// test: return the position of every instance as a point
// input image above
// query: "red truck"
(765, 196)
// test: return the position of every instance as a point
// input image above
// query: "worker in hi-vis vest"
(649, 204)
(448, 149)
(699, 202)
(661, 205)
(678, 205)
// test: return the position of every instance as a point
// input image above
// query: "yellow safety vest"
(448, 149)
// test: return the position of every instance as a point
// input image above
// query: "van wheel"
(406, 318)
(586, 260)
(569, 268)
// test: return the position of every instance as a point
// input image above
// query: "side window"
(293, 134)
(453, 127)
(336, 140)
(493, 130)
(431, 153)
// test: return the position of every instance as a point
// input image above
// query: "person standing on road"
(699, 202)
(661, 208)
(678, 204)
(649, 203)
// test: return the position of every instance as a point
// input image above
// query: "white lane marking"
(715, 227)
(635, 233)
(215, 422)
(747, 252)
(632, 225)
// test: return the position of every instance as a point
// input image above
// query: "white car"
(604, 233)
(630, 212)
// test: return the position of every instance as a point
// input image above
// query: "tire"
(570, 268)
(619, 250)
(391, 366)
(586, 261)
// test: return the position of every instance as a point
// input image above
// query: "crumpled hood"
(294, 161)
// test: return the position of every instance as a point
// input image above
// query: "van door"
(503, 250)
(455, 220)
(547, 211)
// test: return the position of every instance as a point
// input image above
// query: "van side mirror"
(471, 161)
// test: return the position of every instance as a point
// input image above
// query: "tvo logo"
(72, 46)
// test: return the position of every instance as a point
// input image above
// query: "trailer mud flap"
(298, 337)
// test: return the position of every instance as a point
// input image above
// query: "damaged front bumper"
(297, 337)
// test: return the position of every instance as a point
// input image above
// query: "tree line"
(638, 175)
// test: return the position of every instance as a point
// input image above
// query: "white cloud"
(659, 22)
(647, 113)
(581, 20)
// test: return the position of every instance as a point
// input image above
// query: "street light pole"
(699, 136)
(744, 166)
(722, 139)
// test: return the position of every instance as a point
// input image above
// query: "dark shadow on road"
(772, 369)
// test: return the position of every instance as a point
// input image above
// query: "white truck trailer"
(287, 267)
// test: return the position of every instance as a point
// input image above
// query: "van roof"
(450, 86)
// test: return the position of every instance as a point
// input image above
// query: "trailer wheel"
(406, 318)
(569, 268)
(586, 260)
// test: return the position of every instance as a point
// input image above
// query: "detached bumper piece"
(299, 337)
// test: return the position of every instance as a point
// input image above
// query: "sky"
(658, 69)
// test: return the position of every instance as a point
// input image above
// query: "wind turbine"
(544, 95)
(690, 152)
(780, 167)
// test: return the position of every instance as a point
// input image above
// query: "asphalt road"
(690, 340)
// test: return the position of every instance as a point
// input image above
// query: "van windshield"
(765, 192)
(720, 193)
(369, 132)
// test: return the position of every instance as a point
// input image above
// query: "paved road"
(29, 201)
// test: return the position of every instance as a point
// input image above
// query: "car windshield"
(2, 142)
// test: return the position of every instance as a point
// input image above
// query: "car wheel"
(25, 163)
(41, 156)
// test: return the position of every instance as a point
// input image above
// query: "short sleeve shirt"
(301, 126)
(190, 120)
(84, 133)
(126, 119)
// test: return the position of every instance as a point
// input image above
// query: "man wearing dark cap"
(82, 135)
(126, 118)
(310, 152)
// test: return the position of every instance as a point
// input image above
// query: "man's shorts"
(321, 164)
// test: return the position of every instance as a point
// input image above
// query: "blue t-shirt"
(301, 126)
+-------+
#### [Problem to solve]
Output every record above exactly as it was given.

#### [The completed task]
// test: return the position of every instance as a point
// input image above
// query: "red truck"
(765, 196)
// test: return the position of every instance as a point
// input image above
// query: "worker in hi-vis vest"
(649, 204)
(448, 149)
(699, 202)
(661, 205)
(678, 205)
// test: return the position of every instance as a point
// input image above
// query: "yellow safety vest"
(448, 149)
// test: return the position of every instance as a point
// input image above
// query: "van wheel"
(406, 318)
(586, 260)
(569, 268)
// test: return the position of every instance as a point
// input image above
// query: "side window"
(293, 134)
(453, 127)
(336, 140)
(493, 130)
(431, 153)
// test: return the position of every instance as a point
// input image above
// query: "person standing on road"
(699, 202)
(661, 208)
(678, 204)
(649, 203)
// test: return the position of every instance as a point
// input image above
// query: "white lane marking"
(715, 227)
(635, 233)
(215, 422)
(747, 252)
(632, 225)
// test: return the position of every instance as a point
// input image above
// query: "white car"
(604, 233)
(630, 212)
// test: return the position of every instance as a point
// input image above
// query: "tire"
(570, 268)
(619, 250)
(391, 366)
(586, 261)
// test: return the position of every instance as a point
// input image above
// query: "crumpled hood"
(294, 161)
// test: return the position of every instance as a point
// input image above
// query: "van door"
(503, 250)
(455, 220)
(547, 211)
// test: return the position of every instance as a point
// input image above
// query: "van side mirror"
(471, 161)
// test: return the position of every instance as a point
// input image above
// query: "tvo logo"
(72, 46)
// test: return the position of every instance as a point
// input image above
// query: "trailer mud flap"
(298, 337)
// test: return the position of every instance as a point
// input image above
// query: "damaged front bumper"
(297, 337)
// test: return the position of every instance as a point
// input image above
// query: "tree line"
(638, 175)
// test: return the position of every instance as a point
// input image above
// query: "white cloud"
(659, 22)
(647, 113)
(581, 20)
// test: return the position of every instance as a point
// input image above
// query: "street light pole"
(699, 136)
(744, 166)
(722, 139)
// test: return the position of every instance as a point
// input image above
// query: "dark shadow on road"
(772, 369)
// test: return the position of every instance as a point
// input image above
// query: "white truck trailer"
(287, 267)
// test: return the position of every instance as a point
// input image above
// query: "van roof"
(450, 86)
// test: return the position of every instance as a point
// input image above
// query: "trailer wheel"
(406, 318)
(569, 268)
(586, 260)
// test: return the position of every instance as a point
// input image above
// query: "detached bumper piece"
(299, 337)
// test: return the position of every instance as a point
// input image above
// query: "sky"
(658, 69)
// test: return the position of every instance as a point
// input image above
// query: "wind turbine"
(544, 95)
(690, 152)
(780, 167)
// test: return the position of every instance as a point
// input image above
// query: "asphalt road"
(690, 340)
// test: return the position of every instance as a point
// input image above
// query: "van windshield"
(765, 192)
(720, 193)
(369, 132)
// test: return the position of every instance as a point
// input image above
// query: "paved road"
(29, 201)
// test: return the position of every instance as a point
// input image above
// query: "car windshield"
(2, 142)
// test: return the position of every instance as a point
// input image above
// query: "car wheel"
(25, 163)
(41, 156)
// test: return the position of every instance as a point
// input image above
// query: "short sleeve shirt"
(301, 126)
(190, 120)
(84, 133)
(126, 119)
// test: return the position of every instance as a point
// input image above
// query: "man wearing dark cap"
(82, 135)
(126, 118)
(310, 152)
// test: return the position of every instance as a point
// input image above
// query: "man's shorts"
(321, 164)
// test: return the position of every instance as a point
// input image above
// query: "blue t-shirt"
(301, 126)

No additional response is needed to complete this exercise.